━━━ Given entries ━━━

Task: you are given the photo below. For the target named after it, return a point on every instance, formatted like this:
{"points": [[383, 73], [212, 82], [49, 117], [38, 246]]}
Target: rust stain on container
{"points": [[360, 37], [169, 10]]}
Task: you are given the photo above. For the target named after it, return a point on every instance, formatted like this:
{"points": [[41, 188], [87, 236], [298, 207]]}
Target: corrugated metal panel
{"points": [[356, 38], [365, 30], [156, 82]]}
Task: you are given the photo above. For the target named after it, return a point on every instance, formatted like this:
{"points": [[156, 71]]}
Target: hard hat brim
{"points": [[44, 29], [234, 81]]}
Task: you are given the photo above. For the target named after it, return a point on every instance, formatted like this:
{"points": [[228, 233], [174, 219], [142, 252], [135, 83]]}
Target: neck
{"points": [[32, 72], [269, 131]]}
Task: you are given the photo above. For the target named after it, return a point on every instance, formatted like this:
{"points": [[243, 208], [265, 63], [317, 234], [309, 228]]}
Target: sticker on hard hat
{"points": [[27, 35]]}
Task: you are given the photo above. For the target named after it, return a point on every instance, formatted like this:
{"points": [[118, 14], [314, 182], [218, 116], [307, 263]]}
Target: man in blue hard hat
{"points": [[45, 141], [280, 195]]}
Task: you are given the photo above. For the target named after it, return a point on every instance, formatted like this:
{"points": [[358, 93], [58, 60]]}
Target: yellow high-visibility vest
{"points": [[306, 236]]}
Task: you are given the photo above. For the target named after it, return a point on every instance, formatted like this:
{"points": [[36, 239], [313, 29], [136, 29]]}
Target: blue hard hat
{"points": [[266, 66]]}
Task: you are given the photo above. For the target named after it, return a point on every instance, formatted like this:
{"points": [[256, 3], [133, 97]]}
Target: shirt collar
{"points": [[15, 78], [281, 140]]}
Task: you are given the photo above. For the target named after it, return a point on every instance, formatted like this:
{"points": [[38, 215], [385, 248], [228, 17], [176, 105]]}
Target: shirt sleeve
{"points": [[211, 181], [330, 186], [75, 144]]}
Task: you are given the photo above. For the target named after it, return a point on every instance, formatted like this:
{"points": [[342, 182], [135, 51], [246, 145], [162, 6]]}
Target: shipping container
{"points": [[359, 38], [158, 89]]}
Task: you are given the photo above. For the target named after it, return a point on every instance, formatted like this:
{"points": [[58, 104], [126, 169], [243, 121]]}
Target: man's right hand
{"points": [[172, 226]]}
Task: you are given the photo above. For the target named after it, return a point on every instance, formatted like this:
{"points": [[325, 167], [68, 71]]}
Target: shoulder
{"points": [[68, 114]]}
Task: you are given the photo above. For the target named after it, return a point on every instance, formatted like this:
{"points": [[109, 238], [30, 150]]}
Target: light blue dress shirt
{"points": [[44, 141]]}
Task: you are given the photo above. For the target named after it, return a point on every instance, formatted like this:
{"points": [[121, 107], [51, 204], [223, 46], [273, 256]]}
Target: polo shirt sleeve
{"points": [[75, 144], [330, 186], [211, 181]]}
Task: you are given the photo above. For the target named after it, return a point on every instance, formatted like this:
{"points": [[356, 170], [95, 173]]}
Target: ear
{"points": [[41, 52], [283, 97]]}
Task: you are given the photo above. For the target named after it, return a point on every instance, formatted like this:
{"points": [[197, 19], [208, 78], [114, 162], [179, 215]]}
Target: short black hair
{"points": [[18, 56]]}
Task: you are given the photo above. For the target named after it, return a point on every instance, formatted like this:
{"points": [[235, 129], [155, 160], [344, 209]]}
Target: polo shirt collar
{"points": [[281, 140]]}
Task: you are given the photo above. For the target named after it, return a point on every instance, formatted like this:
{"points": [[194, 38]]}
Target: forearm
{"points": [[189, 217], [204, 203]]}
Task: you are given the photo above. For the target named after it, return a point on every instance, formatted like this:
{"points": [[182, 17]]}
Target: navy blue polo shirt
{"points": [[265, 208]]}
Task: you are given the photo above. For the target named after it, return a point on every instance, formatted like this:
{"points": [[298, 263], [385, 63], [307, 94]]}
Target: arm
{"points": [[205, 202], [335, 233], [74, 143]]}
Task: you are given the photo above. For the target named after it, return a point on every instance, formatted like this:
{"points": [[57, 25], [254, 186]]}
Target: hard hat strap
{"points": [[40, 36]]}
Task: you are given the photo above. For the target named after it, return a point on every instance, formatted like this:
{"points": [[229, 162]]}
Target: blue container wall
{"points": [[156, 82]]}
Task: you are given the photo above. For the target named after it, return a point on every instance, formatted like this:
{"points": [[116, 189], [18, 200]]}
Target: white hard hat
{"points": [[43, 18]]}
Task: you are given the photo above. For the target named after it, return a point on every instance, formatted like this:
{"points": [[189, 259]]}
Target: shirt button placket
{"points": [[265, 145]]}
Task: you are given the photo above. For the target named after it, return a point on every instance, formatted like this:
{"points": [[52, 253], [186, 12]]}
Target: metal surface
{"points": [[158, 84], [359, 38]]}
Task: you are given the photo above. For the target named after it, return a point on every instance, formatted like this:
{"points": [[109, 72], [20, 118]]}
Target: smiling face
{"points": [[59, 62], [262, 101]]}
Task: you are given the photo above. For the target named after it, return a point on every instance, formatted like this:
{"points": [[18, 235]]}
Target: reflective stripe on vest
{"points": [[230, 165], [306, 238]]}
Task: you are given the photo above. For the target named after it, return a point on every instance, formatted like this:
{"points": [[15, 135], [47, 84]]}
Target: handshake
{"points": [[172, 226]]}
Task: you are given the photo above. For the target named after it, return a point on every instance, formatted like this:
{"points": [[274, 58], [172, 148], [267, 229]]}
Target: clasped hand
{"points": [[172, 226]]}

━━━

_Objective_
From the listing above, reproduce all the lines exactly.

_Answer for this exercise_
Task: you are given the photo below. For the target named after it, return a point on every instance, formatted like this:
{"points": [[383, 73], [212, 82], [49, 117], [38, 246]]}
Target: rust stain on container
{"points": [[360, 37], [169, 10]]}
Task: you are given the photo above. For the target named after it, return a point on every instance, formatted like this:
{"points": [[41, 188], [87, 236], [298, 207]]}
Target: corrugated metal panel
{"points": [[356, 38], [365, 30], [156, 82]]}
Task: you are given the photo above. For the target named after it, return a point on every instance, formatted like this:
{"points": [[156, 71]]}
Target: hard hat brim
{"points": [[44, 29], [234, 81]]}
Task: you are given the photo above. For the target named after it, return a point on every instance, formatted like this:
{"points": [[228, 233], [174, 219], [142, 252], [135, 83]]}
Target: neck
{"points": [[32, 72], [269, 131]]}
Task: you are given the photo above. For the target named after it, return a point on every instance, formatted like this:
{"points": [[243, 208], [265, 63], [317, 234], [309, 228]]}
Target: sticker on hard hat
{"points": [[27, 35]]}
Task: you are given the photo above. For the target named after it, return a point on every instance, formatted like this:
{"points": [[118, 14], [314, 182], [218, 116], [307, 263]]}
Target: man in blue hard hat
{"points": [[45, 141], [280, 195]]}
Task: you are given the photo above. For the target named after it, return a point on every instance, formatted like this:
{"points": [[358, 93], [58, 60]]}
Target: yellow high-visibility vest
{"points": [[306, 236]]}
Task: you are given the photo above. For the target named after it, return a point on every instance, formatted like this:
{"points": [[36, 239], [313, 29], [136, 29]]}
Target: blue hard hat
{"points": [[266, 66]]}
Task: you are given the photo above. For the target named after it, return a point on every instance, formatted like this:
{"points": [[256, 3], [133, 97]]}
Target: shirt collar
{"points": [[15, 78], [281, 140]]}
Task: you are given the photo above. For the target named after it, return a point on every instance, formatted like this:
{"points": [[38, 215], [385, 248], [228, 17], [176, 105]]}
Target: shirt sleeve
{"points": [[211, 181], [330, 186], [75, 144]]}
Task: you are given the photo above. For the target named after it, return a point on every instance, formatted like this:
{"points": [[342, 182], [135, 51], [246, 145], [162, 6]]}
Target: shipping container
{"points": [[359, 38], [158, 89]]}
Task: you are given the photo above. For the target named after it, return a point on every instance, formatted like this:
{"points": [[58, 104], [126, 169], [243, 121]]}
Target: man's right hand
{"points": [[172, 226]]}
Task: you are given the photo above. For the target named after it, return a point on every instance, formatted like this:
{"points": [[325, 167], [68, 71]]}
Target: shoulder
{"points": [[68, 114]]}
Task: you are given the photo above. For the target named after it, return a point on every instance, formatted like this:
{"points": [[109, 238], [30, 150]]}
Target: light blue dress shirt
{"points": [[44, 141]]}
Task: you are given the photo above. For the target named after it, return a point on every instance, formatted like this:
{"points": [[121, 107], [51, 204], [223, 46], [273, 256]]}
Target: polo shirt sleeve
{"points": [[75, 144], [330, 186], [211, 181]]}
Task: you are given the photo above. For the target named after it, return a point on every instance, formatted like this:
{"points": [[356, 170], [95, 173]]}
Target: ear
{"points": [[41, 52], [283, 97]]}
Task: you are given the photo above. For the target named after it, return a point on every instance, formatted like this:
{"points": [[197, 19], [208, 78], [114, 162], [179, 215]]}
Target: short black hair
{"points": [[18, 56]]}
Task: you are given the photo above. For the target named after it, return a point on every instance, formatted like this:
{"points": [[235, 129], [155, 160], [344, 209]]}
Target: polo shirt collar
{"points": [[281, 140]]}
Task: you are given the photo above. For the target named after it, return a point on every instance, formatted like this:
{"points": [[194, 38]]}
Target: forearm
{"points": [[189, 217], [204, 203]]}
Task: you are given the photo above. For the target named after it, return a point on every instance, formatted like this:
{"points": [[182, 17]]}
Target: navy blue polo shirt
{"points": [[265, 208]]}
Task: you are given the photo above. For the target named after it, return a point on every instance, formatted like this:
{"points": [[298, 263], [385, 63], [307, 94]]}
Target: arm
{"points": [[205, 202], [335, 233], [74, 143]]}
Task: you are given the photo above. For the target named after it, return a point on every instance, formatted like this:
{"points": [[57, 25], [254, 186]]}
Target: hard hat strap
{"points": [[40, 36]]}
Task: you are given the photo above. For the target named after it, return a point on every instance, formatted like this:
{"points": [[229, 162]]}
Target: blue container wall
{"points": [[156, 82]]}
Task: you are given the photo above. For the target named after it, return a point on every instance, formatted like this:
{"points": [[116, 189], [18, 200]]}
Target: white hard hat
{"points": [[43, 18]]}
Task: you are given the photo above. For the target named after it, return a point on every instance, formatted like this:
{"points": [[189, 259]]}
Target: shirt button placket
{"points": [[265, 145]]}
Task: you are given the photo above. For the target named after it, return a point on every instance, formatted like this:
{"points": [[52, 253], [186, 12]]}
Target: metal surface
{"points": [[158, 84], [359, 38]]}
Task: you are given the photo above. For the target named after it, return a point on every instance, formatted like this:
{"points": [[109, 72], [20, 118]]}
Target: smiling face
{"points": [[59, 62], [262, 101]]}
Task: you are given the photo above. For the target named after it, return a point on every instance, formatted like this:
{"points": [[18, 235]]}
Target: reflective stripe on vest
{"points": [[230, 165], [306, 238]]}
Task: you are given the photo above. For the target named after it, return a point on every instance, formatted like this:
{"points": [[15, 135], [47, 84]]}
Target: handshake
{"points": [[172, 226]]}
Task: you are given the photo above. For the target named after it, return a point on every instance, formatted like this:
{"points": [[274, 58], [172, 148], [267, 229]]}
Target: clasped hand
{"points": [[172, 226]]}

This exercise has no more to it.